◆ Saved entries
[Start]

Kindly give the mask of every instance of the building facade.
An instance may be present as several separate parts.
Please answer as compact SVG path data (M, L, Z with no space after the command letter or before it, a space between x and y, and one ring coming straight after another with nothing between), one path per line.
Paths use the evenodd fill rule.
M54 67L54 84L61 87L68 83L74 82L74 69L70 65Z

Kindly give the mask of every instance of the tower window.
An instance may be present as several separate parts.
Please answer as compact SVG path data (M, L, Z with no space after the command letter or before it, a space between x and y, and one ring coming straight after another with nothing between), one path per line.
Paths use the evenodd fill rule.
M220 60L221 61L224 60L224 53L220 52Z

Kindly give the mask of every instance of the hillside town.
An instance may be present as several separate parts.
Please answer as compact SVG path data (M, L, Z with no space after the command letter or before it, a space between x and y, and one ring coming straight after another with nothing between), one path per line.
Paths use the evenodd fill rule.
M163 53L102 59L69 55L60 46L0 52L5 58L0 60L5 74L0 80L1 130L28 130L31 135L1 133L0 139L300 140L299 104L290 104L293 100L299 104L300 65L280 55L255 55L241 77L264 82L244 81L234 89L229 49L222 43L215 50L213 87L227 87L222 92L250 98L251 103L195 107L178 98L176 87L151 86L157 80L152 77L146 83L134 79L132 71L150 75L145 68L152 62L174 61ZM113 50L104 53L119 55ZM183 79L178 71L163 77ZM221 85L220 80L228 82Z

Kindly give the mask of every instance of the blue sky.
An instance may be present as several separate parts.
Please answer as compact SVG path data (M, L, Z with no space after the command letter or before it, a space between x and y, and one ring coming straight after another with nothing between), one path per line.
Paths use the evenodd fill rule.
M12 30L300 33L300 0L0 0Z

[End]

◆ Goal
Return all of the data above line for line, with no changes.

◆ Reply
Kindly give the mask of every instance of the building facade.
An instance may be present as several separate parts.
Please answer as compact SVG path data (M, L, Z with no space after the command letter or before it, a space between x and y, and one ring coming straight after another with nothing between), one path per line.
Paths use the evenodd fill rule.
M54 67L54 84L61 87L68 83L74 82L74 69L70 65Z

Kindly give the mask of every instance of the tower window.
An instance may be present as several separate parts.
Please answer as compact SVG path data (M, L, Z with no space after the command letter or before it, a space between x and y, and one ring coming straight after another with nothing between), one path per line.
Paths use the evenodd fill rule.
M220 60L221 61L224 60L224 53L220 52Z

Kindly give the mask of every instance of the hillside town.
An instance may be present as several separate parts.
Please answer as compact SVG path data (M, L, Z with no space after the command letter or before it, a space between x and y, and one ring coming straight after another with nothing between), one path per line.
Paths use the evenodd fill rule.
M163 53L102 59L69 55L60 46L0 52L5 58L0 60L5 74L0 80L1 130L28 130L31 135L1 133L0 139L300 140L299 104L290 104L293 100L299 104L300 65L280 55L255 55L241 77L264 82L244 81L234 89L229 49L222 43L215 50L213 87L227 87L222 92L250 98L251 103L195 107L178 98L176 87L151 86L157 80L152 77L146 83L134 79L132 71L150 75L145 68L152 62L174 61ZM113 50L104 53L119 55ZM183 79L178 71L163 77ZM221 85L220 80L228 82Z

Kindly give the mask of every instance of the blue sky.
An instance may be present as several separate parts.
Please answer as compact SVG path data (M, L, Z with no space after the command letter or before it, a space between x and y, and one ring coming straight after another with nothing between), one path per line.
Paths use the evenodd fill rule.
M12 30L300 33L300 0L0 0Z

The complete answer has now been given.